Each record below should appear again exactly as written.
'''
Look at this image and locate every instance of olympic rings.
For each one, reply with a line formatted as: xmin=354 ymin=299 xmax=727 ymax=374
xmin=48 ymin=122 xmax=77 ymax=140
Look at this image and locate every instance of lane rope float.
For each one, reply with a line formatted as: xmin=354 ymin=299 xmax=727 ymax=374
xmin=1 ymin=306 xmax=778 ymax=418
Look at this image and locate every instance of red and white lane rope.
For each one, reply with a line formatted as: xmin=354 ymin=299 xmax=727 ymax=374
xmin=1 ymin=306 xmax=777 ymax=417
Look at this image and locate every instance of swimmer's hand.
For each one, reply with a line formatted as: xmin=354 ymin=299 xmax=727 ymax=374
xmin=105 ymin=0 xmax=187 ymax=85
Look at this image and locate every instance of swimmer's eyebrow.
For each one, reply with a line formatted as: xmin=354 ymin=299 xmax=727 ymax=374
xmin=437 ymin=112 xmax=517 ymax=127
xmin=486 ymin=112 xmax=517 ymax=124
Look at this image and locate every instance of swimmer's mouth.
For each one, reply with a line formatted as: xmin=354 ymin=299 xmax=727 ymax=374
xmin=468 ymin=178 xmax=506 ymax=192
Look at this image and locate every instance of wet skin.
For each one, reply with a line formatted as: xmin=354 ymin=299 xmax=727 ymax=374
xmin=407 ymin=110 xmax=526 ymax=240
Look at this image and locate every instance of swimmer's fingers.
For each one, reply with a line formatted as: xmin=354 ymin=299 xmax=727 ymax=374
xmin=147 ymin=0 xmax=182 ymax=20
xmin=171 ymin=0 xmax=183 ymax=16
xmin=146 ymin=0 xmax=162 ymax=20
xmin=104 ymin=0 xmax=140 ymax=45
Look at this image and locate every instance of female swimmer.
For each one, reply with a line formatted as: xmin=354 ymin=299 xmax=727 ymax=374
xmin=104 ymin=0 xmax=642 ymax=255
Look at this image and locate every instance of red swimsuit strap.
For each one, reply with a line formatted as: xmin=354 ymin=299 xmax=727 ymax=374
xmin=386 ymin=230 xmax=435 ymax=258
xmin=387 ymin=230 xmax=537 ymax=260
'''
- [SOLVED PROBLEM]
Look at this image and locate every instance of olympic rings.
For each one, reply with a line formatted as: xmin=354 ymin=299 xmax=727 ymax=374
xmin=48 ymin=122 xmax=77 ymax=140
Look at this image and locate every instance of lane rope float.
For each one, reply with a line formatted as: xmin=354 ymin=299 xmax=727 ymax=374
xmin=1 ymin=306 xmax=778 ymax=418
Look at this image and locate every instance of red and white lane rope.
For each one, reply with a line formatted as: xmin=354 ymin=299 xmax=727 ymax=374
xmin=1 ymin=306 xmax=777 ymax=417
Look at this image and locate every instance of swimmer's hand.
For each one, reply with a line formatted as: xmin=354 ymin=299 xmax=727 ymax=374
xmin=105 ymin=0 xmax=187 ymax=85
Look at this image and locate every instance of swimmer's eyebrow.
For each one, reply with a line formatted as: xmin=354 ymin=299 xmax=727 ymax=374
xmin=437 ymin=112 xmax=517 ymax=127
xmin=486 ymin=112 xmax=517 ymax=124
Look at this image and locate every instance of swimmer's mouth.
For each one, reply with a line formatted as: xmin=354 ymin=299 xmax=727 ymax=374
xmin=468 ymin=178 xmax=506 ymax=192
Look at this image and locate every instance of wet skin.
For each one, reply with a line formatted as: xmin=354 ymin=299 xmax=727 ymax=374
xmin=407 ymin=110 xmax=526 ymax=240
Look at this image and locate every instance of swimmer's fingers.
For each one, reply with a line formatted as: xmin=354 ymin=299 xmax=727 ymax=374
xmin=147 ymin=0 xmax=182 ymax=20
xmin=171 ymin=0 xmax=183 ymax=16
xmin=146 ymin=0 xmax=162 ymax=20
xmin=104 ymin=0 xmax=140 ymax=45
Look at this image and locate every instance of female swimmer.
For each one, reply with a line formatted as: xmin=354 ymin=299 xmax=727 ymax=374
xmin=104 ymin=0 xmax=642 ymax=255
Look at this image and locate every instance of red swimsuit strap.
For each one, reply with a line formatted as: xmin=354 ymin=299 xmax=727 ymax=374
xmin=386 ymin=230 xmax=435 ymax=258
xmin=387 ymin=230 xmax=537 ymax=260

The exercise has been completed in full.